▸ **Your objective**:
Although pictures appear in the entries below, leave them out and print exactly the lines from the first line through the line containing "283L457 294L460 299H488L487".

====== Task input ======

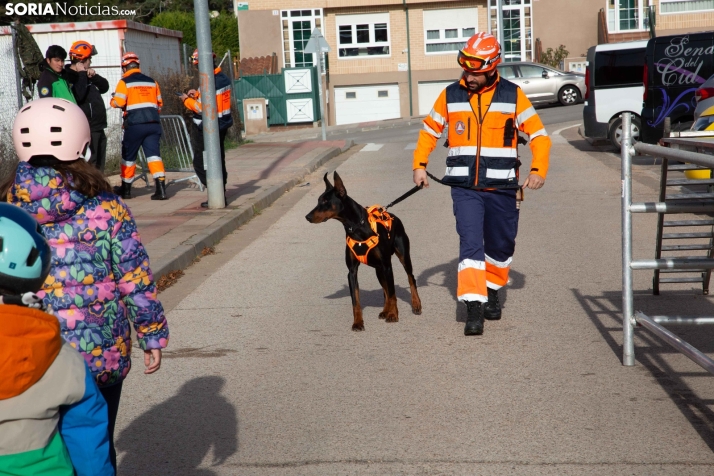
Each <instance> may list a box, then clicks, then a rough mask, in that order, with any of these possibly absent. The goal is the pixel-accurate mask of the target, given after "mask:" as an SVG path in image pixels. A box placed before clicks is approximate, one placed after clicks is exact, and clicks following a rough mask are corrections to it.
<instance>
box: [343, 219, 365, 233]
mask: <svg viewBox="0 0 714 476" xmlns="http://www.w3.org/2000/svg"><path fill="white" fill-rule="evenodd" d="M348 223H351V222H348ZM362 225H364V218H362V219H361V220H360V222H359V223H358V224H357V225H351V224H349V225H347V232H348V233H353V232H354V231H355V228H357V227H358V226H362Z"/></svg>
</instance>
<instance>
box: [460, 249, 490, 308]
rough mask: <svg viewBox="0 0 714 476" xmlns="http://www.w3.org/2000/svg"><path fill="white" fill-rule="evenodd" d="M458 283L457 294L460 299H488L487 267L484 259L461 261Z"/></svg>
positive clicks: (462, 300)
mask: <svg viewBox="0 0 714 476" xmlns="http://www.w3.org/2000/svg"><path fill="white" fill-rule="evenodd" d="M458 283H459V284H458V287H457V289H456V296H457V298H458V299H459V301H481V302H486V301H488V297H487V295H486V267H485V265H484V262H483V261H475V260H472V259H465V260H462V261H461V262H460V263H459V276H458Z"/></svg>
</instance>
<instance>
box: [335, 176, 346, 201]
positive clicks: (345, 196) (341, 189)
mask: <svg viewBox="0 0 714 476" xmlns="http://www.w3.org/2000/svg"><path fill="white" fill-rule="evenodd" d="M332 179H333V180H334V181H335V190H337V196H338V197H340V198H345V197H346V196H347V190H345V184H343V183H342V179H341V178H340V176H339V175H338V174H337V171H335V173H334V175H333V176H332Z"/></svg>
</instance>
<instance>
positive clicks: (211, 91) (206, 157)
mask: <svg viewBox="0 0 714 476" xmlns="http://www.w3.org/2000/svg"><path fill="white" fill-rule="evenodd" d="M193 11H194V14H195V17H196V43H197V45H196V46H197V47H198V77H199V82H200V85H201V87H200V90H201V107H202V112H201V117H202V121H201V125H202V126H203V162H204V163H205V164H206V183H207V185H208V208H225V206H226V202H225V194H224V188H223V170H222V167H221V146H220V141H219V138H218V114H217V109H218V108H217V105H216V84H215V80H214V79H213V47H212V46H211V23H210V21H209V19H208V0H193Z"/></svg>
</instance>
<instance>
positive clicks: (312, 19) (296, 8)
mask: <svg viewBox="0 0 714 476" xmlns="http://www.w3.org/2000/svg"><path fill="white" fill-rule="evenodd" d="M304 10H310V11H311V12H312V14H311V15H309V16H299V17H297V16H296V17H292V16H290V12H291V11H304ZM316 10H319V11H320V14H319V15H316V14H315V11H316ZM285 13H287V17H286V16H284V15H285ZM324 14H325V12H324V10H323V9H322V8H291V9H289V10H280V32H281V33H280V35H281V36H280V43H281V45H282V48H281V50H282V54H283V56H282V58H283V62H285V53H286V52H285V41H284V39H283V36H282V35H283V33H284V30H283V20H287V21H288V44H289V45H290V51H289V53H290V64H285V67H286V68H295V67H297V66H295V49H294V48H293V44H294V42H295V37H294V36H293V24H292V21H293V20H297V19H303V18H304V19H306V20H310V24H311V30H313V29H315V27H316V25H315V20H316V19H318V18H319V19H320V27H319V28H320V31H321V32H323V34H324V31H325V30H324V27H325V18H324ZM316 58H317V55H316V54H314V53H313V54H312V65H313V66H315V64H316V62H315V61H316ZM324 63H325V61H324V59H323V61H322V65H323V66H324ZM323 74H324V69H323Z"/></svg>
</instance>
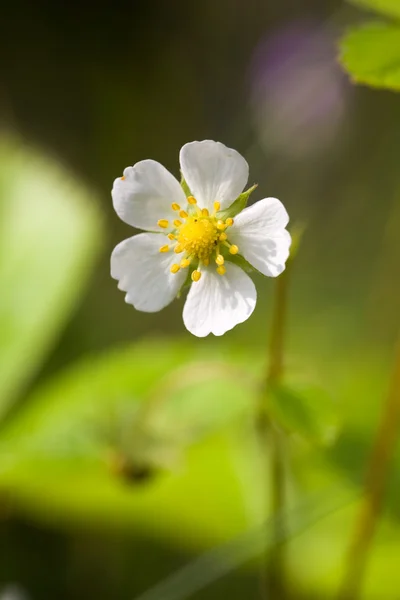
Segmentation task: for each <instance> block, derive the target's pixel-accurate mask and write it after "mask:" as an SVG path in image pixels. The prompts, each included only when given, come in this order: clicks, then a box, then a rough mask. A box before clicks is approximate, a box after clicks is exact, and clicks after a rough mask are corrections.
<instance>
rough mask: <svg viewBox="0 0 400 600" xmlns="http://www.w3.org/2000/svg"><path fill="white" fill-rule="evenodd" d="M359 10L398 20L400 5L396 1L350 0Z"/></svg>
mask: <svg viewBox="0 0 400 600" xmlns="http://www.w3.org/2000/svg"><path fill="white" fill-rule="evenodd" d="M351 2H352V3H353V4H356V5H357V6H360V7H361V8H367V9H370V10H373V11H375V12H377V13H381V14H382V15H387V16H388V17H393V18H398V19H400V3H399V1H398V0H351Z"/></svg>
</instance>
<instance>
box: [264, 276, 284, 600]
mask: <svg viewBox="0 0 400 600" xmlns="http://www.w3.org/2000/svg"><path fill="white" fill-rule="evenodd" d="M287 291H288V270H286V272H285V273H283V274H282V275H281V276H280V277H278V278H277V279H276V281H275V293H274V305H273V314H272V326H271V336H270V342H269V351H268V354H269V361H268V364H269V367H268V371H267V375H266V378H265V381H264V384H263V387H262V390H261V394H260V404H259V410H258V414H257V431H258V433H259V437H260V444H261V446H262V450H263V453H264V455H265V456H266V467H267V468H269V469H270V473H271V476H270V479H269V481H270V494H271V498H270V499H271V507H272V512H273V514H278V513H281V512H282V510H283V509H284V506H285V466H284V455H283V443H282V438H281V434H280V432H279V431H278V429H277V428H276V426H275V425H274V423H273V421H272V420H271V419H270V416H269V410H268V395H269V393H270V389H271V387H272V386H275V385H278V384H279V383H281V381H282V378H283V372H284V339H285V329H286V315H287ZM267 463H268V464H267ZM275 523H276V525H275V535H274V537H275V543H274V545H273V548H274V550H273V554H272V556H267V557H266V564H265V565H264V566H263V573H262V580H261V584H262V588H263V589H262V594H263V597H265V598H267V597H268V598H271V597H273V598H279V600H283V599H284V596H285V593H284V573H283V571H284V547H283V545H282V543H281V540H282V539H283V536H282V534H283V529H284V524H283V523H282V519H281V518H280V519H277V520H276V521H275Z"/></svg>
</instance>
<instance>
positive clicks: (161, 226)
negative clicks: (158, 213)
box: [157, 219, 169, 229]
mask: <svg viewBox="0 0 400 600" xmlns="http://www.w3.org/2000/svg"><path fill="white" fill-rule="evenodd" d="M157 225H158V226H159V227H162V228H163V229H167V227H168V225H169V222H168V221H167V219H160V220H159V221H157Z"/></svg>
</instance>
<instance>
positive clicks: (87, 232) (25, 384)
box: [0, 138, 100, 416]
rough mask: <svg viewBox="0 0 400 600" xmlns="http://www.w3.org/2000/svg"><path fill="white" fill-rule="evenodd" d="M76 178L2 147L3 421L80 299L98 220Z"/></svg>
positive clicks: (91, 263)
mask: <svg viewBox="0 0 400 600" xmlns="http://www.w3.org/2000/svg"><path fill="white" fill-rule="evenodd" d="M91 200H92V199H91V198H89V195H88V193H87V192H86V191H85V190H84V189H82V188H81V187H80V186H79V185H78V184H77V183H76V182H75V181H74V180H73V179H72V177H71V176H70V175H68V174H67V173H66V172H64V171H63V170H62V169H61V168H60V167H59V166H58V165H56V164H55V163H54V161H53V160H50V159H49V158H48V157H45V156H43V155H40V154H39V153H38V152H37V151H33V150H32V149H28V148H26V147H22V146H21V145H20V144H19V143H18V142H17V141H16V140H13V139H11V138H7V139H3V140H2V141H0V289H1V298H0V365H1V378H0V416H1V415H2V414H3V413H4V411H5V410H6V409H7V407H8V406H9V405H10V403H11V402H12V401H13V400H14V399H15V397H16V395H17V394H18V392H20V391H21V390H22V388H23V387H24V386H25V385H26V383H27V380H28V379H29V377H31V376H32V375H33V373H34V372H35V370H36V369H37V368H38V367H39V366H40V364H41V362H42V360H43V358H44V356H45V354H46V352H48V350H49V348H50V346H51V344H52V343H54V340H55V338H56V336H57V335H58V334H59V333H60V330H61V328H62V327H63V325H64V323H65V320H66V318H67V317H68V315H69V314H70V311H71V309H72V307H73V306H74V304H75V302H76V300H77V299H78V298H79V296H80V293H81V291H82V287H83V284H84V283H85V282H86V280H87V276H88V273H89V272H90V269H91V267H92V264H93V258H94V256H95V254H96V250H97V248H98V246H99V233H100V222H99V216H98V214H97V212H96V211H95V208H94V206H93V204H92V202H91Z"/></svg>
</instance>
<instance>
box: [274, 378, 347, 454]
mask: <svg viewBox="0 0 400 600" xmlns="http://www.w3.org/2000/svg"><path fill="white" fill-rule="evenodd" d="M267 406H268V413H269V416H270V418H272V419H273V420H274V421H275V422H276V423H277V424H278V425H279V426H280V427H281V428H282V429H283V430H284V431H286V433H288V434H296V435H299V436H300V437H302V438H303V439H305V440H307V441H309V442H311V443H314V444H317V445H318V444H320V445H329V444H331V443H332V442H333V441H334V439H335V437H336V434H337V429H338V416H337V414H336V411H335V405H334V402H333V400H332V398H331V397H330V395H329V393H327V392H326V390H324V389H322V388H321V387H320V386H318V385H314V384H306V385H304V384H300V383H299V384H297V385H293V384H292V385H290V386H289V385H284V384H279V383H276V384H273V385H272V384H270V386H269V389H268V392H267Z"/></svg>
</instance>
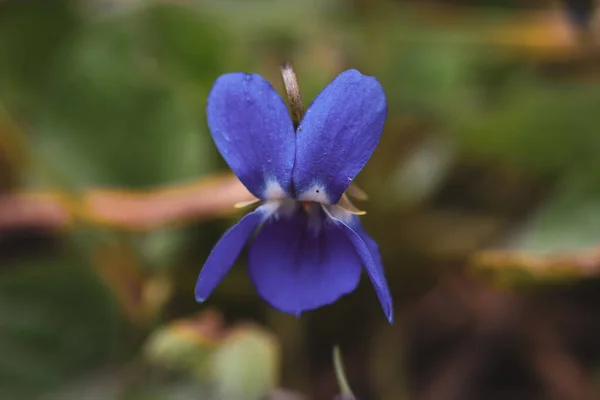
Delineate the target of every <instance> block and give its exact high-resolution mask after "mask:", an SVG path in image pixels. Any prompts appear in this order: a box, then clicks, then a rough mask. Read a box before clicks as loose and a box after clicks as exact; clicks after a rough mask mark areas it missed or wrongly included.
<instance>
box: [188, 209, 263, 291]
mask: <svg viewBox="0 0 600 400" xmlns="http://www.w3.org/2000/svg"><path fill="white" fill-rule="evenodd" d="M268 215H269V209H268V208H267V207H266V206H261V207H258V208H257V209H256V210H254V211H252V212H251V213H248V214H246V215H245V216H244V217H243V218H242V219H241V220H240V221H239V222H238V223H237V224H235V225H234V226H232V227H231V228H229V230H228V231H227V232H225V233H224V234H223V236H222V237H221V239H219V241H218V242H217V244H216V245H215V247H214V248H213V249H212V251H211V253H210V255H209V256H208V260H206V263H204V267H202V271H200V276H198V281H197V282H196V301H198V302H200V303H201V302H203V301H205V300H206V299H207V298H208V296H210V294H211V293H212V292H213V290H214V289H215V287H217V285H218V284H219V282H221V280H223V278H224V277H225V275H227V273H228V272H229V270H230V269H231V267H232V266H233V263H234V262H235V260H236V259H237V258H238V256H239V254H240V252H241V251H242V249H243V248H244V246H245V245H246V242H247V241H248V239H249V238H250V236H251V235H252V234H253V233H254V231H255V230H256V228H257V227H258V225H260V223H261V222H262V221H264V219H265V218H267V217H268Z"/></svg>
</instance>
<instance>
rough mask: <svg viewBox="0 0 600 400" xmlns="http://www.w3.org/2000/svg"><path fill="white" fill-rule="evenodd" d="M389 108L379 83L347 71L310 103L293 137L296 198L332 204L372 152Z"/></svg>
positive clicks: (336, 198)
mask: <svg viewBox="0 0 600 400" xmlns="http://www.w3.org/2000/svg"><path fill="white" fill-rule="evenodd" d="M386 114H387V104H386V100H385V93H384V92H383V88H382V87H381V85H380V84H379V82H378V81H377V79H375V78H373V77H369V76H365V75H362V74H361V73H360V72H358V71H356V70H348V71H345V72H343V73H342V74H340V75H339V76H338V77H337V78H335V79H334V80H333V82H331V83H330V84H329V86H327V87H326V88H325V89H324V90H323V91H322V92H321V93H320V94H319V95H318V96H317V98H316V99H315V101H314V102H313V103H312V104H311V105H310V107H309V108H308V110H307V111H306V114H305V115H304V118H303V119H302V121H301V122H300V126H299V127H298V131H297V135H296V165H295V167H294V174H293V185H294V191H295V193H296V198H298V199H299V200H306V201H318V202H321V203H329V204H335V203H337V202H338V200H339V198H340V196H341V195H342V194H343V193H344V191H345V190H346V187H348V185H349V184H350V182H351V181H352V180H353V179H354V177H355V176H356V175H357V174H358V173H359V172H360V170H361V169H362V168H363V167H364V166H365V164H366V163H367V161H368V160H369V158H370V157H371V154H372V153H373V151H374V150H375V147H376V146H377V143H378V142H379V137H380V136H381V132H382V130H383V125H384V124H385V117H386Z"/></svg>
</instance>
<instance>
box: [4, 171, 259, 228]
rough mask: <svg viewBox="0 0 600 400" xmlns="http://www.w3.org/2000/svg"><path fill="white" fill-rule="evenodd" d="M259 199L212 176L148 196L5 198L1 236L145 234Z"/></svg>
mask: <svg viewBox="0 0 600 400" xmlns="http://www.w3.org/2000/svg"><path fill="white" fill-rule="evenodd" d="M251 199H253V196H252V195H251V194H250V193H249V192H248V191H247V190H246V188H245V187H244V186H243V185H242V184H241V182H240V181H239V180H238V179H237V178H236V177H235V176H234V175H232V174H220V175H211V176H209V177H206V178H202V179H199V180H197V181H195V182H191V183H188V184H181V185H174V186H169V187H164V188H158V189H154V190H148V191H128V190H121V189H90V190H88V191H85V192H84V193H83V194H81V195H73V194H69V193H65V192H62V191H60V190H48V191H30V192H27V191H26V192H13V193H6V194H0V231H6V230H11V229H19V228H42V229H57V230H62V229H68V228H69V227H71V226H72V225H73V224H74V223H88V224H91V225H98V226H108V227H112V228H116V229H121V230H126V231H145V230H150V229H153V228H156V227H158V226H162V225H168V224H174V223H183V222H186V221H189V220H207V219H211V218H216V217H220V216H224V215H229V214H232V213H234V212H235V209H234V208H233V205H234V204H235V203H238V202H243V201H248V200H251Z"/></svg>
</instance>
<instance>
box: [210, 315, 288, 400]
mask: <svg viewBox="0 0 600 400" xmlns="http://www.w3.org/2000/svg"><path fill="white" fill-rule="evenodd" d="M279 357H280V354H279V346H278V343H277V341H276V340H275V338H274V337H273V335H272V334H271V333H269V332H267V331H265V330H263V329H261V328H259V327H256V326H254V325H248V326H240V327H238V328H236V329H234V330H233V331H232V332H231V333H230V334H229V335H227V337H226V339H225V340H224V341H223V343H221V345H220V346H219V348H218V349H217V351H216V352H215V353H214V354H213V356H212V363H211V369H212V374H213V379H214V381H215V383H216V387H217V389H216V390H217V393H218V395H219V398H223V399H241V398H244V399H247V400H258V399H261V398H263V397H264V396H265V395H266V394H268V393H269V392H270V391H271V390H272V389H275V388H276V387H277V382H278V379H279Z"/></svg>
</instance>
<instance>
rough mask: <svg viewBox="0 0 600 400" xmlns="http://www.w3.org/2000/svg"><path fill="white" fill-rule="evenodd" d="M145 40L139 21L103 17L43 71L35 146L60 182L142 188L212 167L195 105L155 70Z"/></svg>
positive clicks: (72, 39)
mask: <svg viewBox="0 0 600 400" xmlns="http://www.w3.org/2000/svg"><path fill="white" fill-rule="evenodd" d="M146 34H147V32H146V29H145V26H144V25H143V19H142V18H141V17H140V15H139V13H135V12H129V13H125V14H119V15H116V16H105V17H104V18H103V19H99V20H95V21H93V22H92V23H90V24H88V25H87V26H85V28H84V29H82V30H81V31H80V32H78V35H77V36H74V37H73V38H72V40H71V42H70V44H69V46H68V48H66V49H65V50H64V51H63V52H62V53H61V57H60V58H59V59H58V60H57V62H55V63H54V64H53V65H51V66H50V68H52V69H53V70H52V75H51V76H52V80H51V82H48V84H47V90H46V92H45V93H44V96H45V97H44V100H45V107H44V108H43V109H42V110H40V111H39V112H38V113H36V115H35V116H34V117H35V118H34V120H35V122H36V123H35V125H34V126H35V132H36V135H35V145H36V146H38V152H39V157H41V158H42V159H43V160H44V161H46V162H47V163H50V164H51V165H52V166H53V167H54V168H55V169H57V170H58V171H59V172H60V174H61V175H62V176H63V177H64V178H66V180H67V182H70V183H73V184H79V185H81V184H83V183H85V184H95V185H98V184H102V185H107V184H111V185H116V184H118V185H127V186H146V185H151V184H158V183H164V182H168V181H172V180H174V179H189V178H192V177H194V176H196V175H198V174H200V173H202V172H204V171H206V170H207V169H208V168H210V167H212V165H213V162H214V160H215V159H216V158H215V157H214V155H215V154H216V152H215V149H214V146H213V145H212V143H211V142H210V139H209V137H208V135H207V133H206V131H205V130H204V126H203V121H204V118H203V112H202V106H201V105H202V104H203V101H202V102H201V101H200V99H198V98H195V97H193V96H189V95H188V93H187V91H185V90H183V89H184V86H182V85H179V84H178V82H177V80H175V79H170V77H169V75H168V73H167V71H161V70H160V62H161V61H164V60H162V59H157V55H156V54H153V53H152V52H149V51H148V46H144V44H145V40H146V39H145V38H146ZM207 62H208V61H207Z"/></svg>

======

▸ **Exercise response**:
Each <instance> may list a box, then clicks, then a rough mask, in that order, with any of these possibly absent. The goal is the pixel-accurate mask of the target, given after "mask:" as an SVG path in image pixels. A box placed before clicks is approximate, one placed after clicks is exact, and clicks following a rough mask are corrections to it.
<instance>
box: [343, 219, 365, 233]
mask: <svg viewBox="0 0 714 476" xmlns="http://www.w3.org/2000/svg"><path fill="white" fill-rule="evenodd" d="M348 223H351V222H348ZM362 225H364V218H362V219H361V220H360V222H359V223H358V224H357V225H351V224H349V225H347V232H348V233H353V232H354V231H355V228H357V227H358V226H362Z"/></svg>
</instance>
<instance>
box: [460, 249, 490, 308]
rough mask: <svg viewBox="0 0 714 476" xmlns="http://www.w3.org/2000/svg"><path fill="white" fill-rule="evenodd" d="M458 283L457 294L460 299H488L487 267L484 259L461 261Z"/></svg>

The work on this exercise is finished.